J-F is away for work for a few days, so it's just us girls here. Helena is better, but still not quite her usual self. I'm pretty confident this time in saying that it's teething. There has been much cuddling.
I was struck by this week's episode of Judging Amy. (We like that show.) In a case involving a girl accused of shoplifting, Amy orders the defense attorney to cut back her work to 40 hours a week, to allow the client’s mother — the attorney’s nanny — to spend more time with her daughter. There's hope too that the attorney's spoiled daughter will benefit from the arrangement. If only real life were more like television.
My order from Amazon arrived yesterday. I ordered late Sunday night. My account showed "items to ship soon" (or some similar wording). Yesterday morning my account still showed "items to ship soon," and I worried that maybe they wouldn't arrive in time for Mother's Day, but by 10 a.m. I had a parcel in my hands. My account showed "items to ship soon." Some 7 hours after taking delivery of the package, I received an email from Amazon stating my order was recently shipped. I'm glad their tracking feature lags behind their shipping process and not the other way round.
I ordered The Da Vinci Code in French for J-F's mom as a Mother's Day gift. She's going to love it. For the record, I state here loudly and proudly that I read The Da Vinci Code last summer and I ate it up. Who cares if the theories have been dismissed by academics? What's the harm in readers wondering if there might be any truth in it and finding more out? For the record, I read The Holy Blood and the Holy Grail about 9 years ago, and I loved that too. I hope no reader would buy the theories outright, but speculation is fun and healthy. So there.
For myself I purchased The World According to Mimi Smartypants, cuz she's so funny. I'm not sure I'll get anything out of it that I haven't already from reading her blog, but it struck me this could be the perfect "trashy" travel reading I was looking for. (And for all the entertainment value I don't begrudge contributing a few dollars to the worthy cause of her drinking.) To my surprise, and contrary to Amazon's book info, the book arrived in hardcover. Still, it's a slim volume; it might just do the travel trick.
Now I have another reason to hate Disney: blocking distribution of Michael Moore's latest film.

===============

> _Work to complete_
• A. According to the blog post, by what time had the Amazon parcel arrived?
• B. Please reproduce the stretch of the blog post from "J-F is away" through "more like television.".
The records were drawn from a separate source, not from the blog post.

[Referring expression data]
===============

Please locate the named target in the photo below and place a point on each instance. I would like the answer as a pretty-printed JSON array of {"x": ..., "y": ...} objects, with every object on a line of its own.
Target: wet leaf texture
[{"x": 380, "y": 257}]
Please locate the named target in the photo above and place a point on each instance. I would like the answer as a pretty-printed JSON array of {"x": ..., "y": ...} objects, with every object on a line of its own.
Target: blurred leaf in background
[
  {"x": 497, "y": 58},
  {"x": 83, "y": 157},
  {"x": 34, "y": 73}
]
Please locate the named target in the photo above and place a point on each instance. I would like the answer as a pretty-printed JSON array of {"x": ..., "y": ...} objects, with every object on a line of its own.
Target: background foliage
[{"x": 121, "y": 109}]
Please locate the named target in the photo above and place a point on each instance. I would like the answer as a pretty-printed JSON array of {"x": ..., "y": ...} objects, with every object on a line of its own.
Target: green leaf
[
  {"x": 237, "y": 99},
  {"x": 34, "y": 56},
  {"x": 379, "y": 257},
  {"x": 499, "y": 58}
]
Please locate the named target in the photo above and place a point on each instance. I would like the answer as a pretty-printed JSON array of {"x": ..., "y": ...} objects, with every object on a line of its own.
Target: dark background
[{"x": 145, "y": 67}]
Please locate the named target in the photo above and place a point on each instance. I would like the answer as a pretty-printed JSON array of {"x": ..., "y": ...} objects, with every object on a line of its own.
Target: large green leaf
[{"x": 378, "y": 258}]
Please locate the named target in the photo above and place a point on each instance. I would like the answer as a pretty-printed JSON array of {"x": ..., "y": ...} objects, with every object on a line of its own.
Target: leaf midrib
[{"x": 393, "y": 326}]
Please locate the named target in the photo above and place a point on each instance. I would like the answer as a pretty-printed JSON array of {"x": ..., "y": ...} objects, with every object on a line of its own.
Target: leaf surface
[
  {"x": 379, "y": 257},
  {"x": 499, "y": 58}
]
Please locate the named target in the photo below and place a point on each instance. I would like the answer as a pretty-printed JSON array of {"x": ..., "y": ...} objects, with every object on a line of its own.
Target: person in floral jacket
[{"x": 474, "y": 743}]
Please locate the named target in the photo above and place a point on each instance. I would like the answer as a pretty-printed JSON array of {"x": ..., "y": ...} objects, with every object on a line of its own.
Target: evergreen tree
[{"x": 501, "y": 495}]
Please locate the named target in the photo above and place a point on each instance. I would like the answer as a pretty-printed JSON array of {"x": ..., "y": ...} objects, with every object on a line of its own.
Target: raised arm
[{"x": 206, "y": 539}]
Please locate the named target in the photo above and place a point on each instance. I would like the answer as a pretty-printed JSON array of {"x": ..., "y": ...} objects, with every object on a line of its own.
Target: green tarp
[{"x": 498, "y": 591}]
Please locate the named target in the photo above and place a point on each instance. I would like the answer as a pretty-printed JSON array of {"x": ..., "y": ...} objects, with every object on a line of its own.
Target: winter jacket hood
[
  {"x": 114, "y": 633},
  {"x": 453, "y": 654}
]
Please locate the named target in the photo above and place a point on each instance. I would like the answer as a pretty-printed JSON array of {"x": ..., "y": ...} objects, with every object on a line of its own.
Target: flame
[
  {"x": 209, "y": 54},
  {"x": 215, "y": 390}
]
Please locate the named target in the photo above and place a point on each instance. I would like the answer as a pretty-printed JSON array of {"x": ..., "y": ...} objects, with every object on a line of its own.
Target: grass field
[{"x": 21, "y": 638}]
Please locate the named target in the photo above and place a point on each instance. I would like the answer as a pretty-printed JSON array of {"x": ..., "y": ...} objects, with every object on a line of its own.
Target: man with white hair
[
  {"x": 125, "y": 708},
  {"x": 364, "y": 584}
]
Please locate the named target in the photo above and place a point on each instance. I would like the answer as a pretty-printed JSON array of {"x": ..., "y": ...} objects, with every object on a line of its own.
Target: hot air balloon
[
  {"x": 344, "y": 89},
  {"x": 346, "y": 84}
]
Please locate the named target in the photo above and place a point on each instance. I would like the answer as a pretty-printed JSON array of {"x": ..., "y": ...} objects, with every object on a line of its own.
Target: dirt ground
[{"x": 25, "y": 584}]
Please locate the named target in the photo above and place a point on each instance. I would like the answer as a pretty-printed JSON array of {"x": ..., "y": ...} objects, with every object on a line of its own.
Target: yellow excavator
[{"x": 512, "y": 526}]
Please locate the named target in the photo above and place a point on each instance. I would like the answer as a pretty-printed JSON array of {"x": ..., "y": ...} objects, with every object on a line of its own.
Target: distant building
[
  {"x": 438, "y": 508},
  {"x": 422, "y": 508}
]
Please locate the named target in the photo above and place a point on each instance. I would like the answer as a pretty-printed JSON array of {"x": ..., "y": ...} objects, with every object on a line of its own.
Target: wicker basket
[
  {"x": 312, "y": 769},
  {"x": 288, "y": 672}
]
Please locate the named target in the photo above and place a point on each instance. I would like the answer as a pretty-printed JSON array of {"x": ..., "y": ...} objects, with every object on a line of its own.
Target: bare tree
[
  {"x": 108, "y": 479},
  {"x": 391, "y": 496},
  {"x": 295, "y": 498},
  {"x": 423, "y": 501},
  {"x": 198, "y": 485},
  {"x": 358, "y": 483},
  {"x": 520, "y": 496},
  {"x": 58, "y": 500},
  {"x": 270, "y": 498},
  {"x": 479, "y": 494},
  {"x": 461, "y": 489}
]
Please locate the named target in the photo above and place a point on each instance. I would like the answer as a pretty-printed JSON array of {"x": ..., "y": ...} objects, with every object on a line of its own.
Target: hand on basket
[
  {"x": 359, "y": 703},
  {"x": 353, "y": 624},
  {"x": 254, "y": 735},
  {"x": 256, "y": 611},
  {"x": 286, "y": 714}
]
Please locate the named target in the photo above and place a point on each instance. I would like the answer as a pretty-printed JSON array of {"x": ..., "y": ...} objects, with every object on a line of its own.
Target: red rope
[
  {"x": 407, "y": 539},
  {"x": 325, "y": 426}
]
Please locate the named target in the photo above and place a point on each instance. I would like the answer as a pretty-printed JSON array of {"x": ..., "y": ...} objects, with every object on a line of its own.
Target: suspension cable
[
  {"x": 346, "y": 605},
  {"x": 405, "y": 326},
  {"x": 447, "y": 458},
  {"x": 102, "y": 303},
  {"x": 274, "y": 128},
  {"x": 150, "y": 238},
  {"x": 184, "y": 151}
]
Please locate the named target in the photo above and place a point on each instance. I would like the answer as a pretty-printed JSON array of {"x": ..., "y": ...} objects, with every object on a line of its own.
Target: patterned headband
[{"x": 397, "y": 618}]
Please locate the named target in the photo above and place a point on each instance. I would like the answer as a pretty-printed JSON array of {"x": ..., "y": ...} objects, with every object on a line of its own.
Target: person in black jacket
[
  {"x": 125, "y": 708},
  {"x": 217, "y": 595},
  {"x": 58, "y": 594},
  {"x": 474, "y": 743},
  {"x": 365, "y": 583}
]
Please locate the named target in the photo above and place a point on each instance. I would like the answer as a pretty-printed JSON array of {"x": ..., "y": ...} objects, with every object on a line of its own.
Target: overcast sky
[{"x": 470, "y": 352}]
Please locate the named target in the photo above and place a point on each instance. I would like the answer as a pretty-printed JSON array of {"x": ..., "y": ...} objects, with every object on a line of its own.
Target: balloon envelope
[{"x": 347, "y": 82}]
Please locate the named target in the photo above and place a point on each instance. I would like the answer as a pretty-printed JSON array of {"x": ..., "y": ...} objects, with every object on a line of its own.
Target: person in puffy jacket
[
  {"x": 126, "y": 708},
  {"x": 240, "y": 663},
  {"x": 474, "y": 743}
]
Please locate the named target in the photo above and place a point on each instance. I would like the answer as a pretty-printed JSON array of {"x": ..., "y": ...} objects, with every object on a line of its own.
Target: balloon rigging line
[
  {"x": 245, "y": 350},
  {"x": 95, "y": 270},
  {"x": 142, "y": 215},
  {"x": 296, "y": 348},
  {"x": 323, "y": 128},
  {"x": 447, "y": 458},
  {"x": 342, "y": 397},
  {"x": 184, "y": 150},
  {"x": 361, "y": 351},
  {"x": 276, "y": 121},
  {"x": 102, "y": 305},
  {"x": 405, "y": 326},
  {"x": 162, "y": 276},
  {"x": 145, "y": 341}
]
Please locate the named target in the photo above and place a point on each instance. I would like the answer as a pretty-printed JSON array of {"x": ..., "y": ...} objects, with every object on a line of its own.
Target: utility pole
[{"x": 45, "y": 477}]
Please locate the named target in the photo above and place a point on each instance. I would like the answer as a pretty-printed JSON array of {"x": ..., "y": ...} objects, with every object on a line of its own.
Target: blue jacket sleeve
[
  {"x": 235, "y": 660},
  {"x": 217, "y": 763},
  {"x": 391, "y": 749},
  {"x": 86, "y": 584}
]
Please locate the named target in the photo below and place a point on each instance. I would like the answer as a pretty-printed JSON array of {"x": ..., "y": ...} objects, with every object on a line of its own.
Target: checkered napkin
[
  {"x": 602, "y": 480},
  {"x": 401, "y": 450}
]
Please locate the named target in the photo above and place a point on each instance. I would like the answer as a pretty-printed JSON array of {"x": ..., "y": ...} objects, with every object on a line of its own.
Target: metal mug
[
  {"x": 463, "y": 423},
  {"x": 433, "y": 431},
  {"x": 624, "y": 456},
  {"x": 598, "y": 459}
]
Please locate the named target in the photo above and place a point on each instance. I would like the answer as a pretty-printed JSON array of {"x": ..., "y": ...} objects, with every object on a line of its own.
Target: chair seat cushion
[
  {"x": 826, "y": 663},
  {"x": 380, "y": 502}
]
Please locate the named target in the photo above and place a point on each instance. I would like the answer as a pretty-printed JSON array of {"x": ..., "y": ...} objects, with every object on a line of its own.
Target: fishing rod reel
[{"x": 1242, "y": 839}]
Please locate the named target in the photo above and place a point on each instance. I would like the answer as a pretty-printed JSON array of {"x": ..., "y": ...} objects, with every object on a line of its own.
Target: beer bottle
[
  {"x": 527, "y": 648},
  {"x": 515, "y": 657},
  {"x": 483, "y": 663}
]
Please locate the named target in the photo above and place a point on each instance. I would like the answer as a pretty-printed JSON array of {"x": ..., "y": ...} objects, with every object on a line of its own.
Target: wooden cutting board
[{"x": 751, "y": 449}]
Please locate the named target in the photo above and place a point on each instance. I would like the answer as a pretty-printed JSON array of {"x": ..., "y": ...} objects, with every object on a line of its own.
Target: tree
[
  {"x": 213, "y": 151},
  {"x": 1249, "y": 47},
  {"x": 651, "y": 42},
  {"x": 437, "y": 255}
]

===============

> _Answers by task_
• A. By 10 a.m.

• B.
J-F is away for work for a few days, so it's just us girls here. Helena is better, but still not quite her usual self. I'm pretty confident this time in saying that it's teething. There has been much cuddling.
I was struck by this week's episode of Judging Amy. (We like that show.) In a case involving a girl accused of shoplifting, Amy orders the defense attorney to cut back her work to 40 hours a week, to allow the client’s mother — the attorney’s nanny — to spend more time with her daughter. There's hope too that the attorney's spoiled daughter will benefit from the arrangement. If only real life were more like television.